Pointing dataset excerpts:
*-*-*

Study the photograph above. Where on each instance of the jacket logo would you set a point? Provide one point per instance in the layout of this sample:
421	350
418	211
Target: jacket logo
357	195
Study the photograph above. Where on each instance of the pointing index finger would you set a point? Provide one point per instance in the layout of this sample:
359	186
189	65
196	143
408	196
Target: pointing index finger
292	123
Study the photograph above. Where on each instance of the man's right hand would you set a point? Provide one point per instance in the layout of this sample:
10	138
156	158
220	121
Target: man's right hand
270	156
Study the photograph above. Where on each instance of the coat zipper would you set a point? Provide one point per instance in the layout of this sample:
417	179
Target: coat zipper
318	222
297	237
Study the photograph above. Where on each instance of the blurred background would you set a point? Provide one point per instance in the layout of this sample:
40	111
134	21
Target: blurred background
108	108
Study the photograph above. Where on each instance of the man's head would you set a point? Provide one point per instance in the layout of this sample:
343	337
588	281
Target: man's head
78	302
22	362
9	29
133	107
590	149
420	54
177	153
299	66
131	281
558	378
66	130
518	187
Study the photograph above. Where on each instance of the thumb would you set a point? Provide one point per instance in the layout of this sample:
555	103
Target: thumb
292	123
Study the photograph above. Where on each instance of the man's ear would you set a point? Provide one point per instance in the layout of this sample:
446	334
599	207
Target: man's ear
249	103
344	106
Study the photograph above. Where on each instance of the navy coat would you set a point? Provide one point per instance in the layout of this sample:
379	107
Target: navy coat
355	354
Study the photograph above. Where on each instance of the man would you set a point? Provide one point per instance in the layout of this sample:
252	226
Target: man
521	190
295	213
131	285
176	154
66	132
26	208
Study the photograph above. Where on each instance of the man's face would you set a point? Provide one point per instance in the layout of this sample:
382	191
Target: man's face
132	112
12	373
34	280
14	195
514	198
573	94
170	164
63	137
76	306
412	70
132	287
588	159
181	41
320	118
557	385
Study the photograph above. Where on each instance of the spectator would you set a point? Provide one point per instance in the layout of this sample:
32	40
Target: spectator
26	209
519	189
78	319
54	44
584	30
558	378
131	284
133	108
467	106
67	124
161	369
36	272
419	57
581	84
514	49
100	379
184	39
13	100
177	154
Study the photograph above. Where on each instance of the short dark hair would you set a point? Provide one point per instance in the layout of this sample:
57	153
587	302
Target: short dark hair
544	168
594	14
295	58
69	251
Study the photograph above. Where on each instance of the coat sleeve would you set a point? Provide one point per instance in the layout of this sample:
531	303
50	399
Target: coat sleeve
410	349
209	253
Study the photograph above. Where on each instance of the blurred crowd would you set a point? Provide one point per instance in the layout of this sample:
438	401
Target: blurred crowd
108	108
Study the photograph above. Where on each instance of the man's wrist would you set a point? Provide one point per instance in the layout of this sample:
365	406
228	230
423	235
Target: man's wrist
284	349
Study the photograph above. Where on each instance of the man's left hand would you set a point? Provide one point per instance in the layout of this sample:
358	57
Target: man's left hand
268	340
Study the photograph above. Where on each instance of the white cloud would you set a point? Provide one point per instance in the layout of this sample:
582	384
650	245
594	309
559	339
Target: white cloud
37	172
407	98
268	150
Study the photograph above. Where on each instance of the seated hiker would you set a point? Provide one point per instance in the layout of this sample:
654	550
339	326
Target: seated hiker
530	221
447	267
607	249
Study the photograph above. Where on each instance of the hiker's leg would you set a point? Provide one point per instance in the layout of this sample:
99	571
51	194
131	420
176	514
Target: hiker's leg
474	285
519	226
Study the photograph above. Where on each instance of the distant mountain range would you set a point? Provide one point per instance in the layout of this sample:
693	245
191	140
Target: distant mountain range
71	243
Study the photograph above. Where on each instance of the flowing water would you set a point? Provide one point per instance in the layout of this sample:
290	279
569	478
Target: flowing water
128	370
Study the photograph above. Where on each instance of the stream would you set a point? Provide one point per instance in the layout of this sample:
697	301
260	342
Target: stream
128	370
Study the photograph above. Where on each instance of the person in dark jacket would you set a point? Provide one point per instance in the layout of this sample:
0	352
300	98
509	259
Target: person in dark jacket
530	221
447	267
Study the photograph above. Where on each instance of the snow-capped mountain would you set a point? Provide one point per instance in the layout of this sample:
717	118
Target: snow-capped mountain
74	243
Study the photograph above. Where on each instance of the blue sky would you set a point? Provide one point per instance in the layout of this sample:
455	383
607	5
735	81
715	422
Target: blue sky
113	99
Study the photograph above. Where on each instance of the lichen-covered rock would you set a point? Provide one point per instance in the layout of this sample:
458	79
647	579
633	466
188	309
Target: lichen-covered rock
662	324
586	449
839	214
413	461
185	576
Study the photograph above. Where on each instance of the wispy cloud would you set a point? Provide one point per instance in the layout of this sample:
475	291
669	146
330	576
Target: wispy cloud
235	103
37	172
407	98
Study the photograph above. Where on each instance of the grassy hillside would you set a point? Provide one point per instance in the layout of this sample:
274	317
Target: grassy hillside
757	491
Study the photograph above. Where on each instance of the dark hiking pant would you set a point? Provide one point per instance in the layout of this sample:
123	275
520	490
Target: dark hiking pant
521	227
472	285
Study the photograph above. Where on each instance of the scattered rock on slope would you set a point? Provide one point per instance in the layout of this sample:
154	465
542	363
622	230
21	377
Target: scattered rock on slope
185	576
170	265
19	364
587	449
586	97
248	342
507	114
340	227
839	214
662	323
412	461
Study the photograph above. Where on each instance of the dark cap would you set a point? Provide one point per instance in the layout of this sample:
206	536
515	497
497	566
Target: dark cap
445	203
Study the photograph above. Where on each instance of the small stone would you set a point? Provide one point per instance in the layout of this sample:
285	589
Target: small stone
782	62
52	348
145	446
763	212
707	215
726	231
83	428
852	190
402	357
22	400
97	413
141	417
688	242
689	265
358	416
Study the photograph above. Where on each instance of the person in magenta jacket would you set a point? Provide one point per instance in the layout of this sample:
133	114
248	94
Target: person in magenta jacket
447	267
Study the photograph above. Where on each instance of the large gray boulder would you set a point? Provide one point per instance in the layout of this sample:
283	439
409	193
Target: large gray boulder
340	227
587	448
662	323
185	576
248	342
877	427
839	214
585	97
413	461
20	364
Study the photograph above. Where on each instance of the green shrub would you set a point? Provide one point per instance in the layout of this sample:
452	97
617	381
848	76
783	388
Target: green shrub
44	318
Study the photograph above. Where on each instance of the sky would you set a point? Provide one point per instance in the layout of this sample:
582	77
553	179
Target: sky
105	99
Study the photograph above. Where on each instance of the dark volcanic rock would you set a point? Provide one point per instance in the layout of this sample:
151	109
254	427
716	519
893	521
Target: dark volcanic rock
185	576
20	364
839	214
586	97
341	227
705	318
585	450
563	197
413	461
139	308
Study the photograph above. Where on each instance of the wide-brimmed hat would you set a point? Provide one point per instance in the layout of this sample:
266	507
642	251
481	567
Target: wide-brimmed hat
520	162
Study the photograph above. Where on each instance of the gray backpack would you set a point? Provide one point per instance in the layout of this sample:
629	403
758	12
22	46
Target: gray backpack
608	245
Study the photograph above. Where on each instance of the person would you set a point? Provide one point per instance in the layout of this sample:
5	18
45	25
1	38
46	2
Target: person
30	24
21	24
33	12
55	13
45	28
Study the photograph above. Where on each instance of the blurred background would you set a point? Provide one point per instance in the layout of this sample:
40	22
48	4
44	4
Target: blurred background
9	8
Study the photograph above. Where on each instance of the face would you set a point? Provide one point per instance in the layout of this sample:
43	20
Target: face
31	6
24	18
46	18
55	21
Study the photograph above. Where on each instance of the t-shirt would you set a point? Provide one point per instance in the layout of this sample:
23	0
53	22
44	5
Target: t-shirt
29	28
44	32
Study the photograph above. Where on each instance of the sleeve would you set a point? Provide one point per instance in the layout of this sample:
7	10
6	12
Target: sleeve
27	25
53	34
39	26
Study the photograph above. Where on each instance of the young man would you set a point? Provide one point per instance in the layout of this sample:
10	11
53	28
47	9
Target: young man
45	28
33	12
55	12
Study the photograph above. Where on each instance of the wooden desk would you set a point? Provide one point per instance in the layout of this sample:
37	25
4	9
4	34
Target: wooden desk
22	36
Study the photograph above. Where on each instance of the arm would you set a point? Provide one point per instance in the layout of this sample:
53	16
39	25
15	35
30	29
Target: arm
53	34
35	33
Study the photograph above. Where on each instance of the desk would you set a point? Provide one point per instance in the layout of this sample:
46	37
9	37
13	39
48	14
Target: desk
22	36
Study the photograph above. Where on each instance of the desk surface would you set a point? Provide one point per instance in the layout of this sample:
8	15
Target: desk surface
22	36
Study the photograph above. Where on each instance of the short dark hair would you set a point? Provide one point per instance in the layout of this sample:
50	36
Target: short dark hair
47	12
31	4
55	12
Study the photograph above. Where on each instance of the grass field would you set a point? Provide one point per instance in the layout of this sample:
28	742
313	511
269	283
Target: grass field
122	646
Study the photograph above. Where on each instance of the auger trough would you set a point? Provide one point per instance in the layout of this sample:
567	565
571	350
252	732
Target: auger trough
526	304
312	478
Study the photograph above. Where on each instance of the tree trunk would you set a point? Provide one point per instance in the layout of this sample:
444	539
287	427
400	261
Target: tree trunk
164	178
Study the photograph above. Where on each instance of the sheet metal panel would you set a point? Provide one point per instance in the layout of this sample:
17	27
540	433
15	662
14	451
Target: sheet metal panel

*-*-*

GIVEN TASK
Produce an exact copy of the lines from the one containing "Study the photograph above. Where on each instance of the auger" through the last line, and of nothing else.

SOLUTION FOR THIS EXERCISE
Study the photograph above. Where on each instance of the auger trough would you set a point? Provide one point per instance in the layout of this sample:
567	565
571	350
252	732
Target: auger trough
526	304
312	478
Study the photograph above. Where on each instance of the tree trunk would you set a point? Provide one point per instance in the layout of this sample:
444	539
287	427
400	261
Target: tree trunk
164	178
Study the photograph above. Where on each instance of the sheet metal panel would you set a point? Provide one point per instance in the layout of this sample:
17	27
540	433
15	662
14	451
Target: sheet metal panel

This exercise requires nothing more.